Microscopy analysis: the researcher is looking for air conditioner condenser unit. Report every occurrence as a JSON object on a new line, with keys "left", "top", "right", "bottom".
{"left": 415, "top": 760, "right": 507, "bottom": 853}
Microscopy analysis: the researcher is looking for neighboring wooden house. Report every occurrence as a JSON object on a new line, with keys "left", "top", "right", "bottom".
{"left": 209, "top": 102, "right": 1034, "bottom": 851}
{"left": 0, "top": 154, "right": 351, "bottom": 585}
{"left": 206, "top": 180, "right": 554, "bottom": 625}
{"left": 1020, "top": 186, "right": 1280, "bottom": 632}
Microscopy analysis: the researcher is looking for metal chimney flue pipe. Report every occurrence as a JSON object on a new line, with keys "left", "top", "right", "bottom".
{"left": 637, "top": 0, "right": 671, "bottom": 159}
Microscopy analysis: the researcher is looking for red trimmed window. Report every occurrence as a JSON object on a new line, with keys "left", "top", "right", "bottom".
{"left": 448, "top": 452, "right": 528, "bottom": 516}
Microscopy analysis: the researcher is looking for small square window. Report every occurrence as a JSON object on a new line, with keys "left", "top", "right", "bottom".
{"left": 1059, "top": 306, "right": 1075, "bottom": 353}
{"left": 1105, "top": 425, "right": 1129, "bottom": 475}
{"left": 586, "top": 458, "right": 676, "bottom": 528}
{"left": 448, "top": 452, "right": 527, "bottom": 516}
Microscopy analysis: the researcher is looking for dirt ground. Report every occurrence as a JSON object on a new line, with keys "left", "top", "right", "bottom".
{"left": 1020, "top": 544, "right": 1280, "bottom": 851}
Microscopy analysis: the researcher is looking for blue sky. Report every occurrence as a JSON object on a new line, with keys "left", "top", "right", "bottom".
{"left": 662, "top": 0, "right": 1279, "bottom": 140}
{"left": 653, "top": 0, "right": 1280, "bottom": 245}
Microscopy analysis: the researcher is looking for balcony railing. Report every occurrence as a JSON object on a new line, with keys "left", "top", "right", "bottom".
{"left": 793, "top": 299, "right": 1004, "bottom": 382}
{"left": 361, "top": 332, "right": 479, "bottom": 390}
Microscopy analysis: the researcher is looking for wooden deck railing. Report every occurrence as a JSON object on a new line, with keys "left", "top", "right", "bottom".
_ _ _ _ _ _ _
* What is expected: Every line of the listing is to be transcribed exactly.

* Answer section:
Microscopy analysis: the researcher is looking for air conditioner condenser unit. Report every occurrence as a JSON object on a new line, with keys "left", "top", "right", "bottom".
{"left": 415, "top": 760, "right": 507, "bottom": 853}
Microscopy analysis: the researcher is looking for neighboring wooden house. Report every occurrence as a JSON object on a new line, with keys "left", "top", "right", "bottom".
{"left": 209, "top": 102, "right": 1034, "bottom": 851}
{"left": 0, "top": 154, "right": 351, "bottom": 585}
{"left": 206, "top": 180, "right": 554, "bottom": 625}
{"left": 1020, "top": 186, "right": 1280, "bottom": 632}
Microscopy analysis: the researcher is looking for metal chimney flue pipe. Report every occurrence as a JSON object on a new line, with keys "left", "top", "right", "bottom".
{"left": 637, "top": 0, "right": 671, "bottom": 159}
Microscopy analysis: the researcher is looking for red trimmed window. Report every occurrence as a JSON object on a new line, with keys "left", "top", "right", "bottom".
{"left": 448, "top": 452, "right": 528, "bottom": 516}
Microscopy analysis: the researcher is looking for small square window. Report every occurrence as a JSON object on a new line, with keys "left", "top", "right", "bottom".
{"left": 1059, "top": 306, "right": 1075, "bottom": 353}
{"left": 1105, "top": 425, "right": 1129, "bottom": 475}
{"left": 586, "top": 458, "right": 676, "bottom": 528}
{"left": 448, "top": 452, "right": 527, "bottom": 516}
Microscopy analysis: the researcher is looking for dirt ground. Report every occurrence as a JSON object on a new line, with keys "left", "top", "right", "bottom".
{"left": 1020, "top": 544, "right": 1280, "bottom": 851}
Microscopy analysis: the researcher is looking for blue sky. Report every occurrence as a JSON object on a new line, with keys "left", "top", "right", "bottom".
{"left": 662, "top": 0, "right": 1279, "bottom": 140}
{"left": 653, "top": 0, "right": 1280, "bottom": 245}
Microscopy analysis: the researcher is looking for balcony railing. Report every occurrence as a JSON object on a new line, with keys "left", "top", "right", "bottom".
{"left": 793, "top": 299, "right": 1004, "bottom": 382}
{"left": 361, "top": 332, "right": 479, "bottom": 390}
Microscopy analysis: the researcher is looking for wooden deck railing. Report every occurrence as a JSON object on a new line, with keys "left", "top", "right", "bottom".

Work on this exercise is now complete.